*** Dataset records ***
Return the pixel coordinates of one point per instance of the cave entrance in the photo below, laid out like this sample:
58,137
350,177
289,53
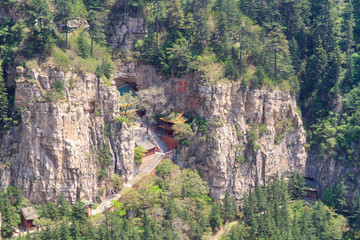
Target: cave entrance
122,81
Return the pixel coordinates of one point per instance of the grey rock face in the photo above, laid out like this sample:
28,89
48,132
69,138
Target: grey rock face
222,153
54,150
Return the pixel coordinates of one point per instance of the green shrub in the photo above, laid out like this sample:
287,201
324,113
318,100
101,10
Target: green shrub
104,154
117,182
59,86
106,81
101,190
122,119
106,68
201,123
262,129
101,174
60,57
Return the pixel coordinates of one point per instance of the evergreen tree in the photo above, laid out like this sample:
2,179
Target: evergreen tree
296,185
341,193
64,206
3,102
277,45
64,13
228,207
40,22
176,16
65,232
96,19
215,217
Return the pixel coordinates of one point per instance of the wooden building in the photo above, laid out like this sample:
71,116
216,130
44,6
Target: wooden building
28,214
129,101
148,145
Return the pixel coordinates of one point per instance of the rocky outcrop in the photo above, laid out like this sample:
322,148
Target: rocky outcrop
224,154
244,146
56,148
*** End of Dataset records ***
**Task requirements**
Your reply should be the entries above, repeated exactly and free of pictures.

**Result**
Return the pixel coordinates of one point per instance of the cave entrance in the photo below, laid out like this sample:
58,137
350,177
289,53
Target: cave entrance
122,81
Return the pixel coordinates of one point per instance of the grey rock face in the photo above, laid out like this sample:
28,89
48,132
69,138
Target: grey rock face
222,153
54,150
Return the pixel coordinates of one point per instance of the green shrub in the photo above, laid out like this sample:
287,201
324,113
318,100
101,10
Target: green shrub
104,154
117,182
59,86
106,81
101,190
122,119
106,68
201,123
262,129
101,174
60,57
Return the pixel coordinates of one point per instance of the evergreen tree in the photo above, laid out like this sample:
2,179
Target: evergreen tree
296,185
341,193
64,206
3,102
277,45
64,13
228,207
40,22
176,16
65,232
96,19
215,217
Return the pixel coordinates of one point per instance of the wooden building in the photo above, laid out like this sample:
71,116
216,130
44,6
Target: wooden building
28,214
129,101
148,145
Return the pixel coordinates of one point per instance of the rocky outcrop in the photo above, laid out like this sample:
322,148
Target: rocky outcrop
224,154
244,146
56,148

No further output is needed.